Reproduce only the lines of the listing below starting at "Check that each instance of the girl" and ending at "Target: girl in green mesh bib", substituting "yellow mesh bib" for "green mesh bib" and leaving all else unchanged. Omit the picture line from the answer.

Supplied entries:
===============
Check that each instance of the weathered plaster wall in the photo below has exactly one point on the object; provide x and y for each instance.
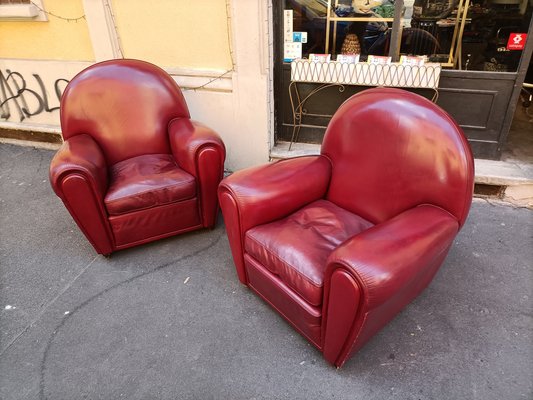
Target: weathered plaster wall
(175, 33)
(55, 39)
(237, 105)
===============
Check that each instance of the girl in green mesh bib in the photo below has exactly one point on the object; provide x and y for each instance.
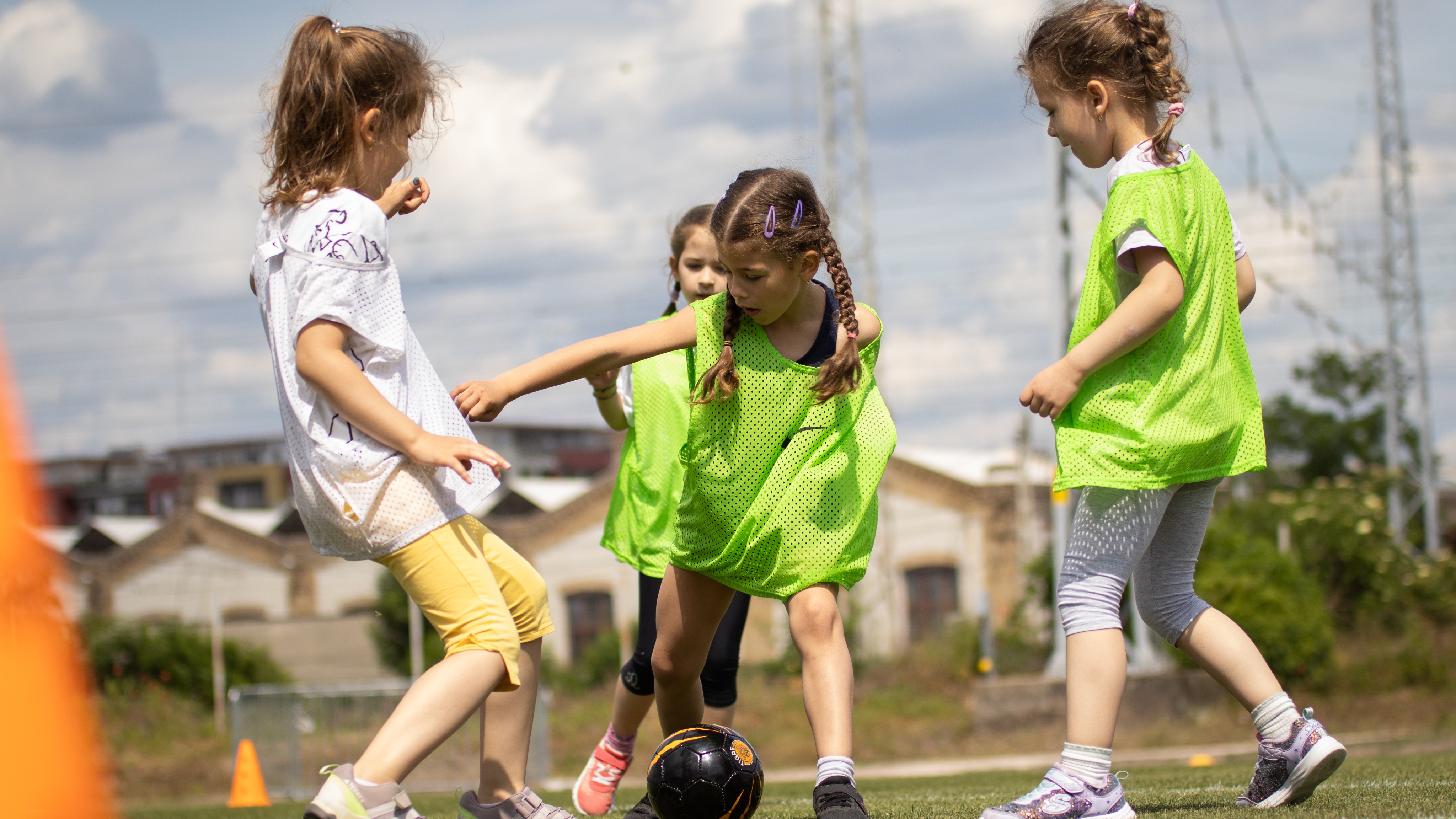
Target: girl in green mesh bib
===============
Answer in full:
Check that each instance of the girl in yellow mesh bib in the photo below has exactly one point on the object; provide x and y for each instance.
Target: girl in yellow mesh bib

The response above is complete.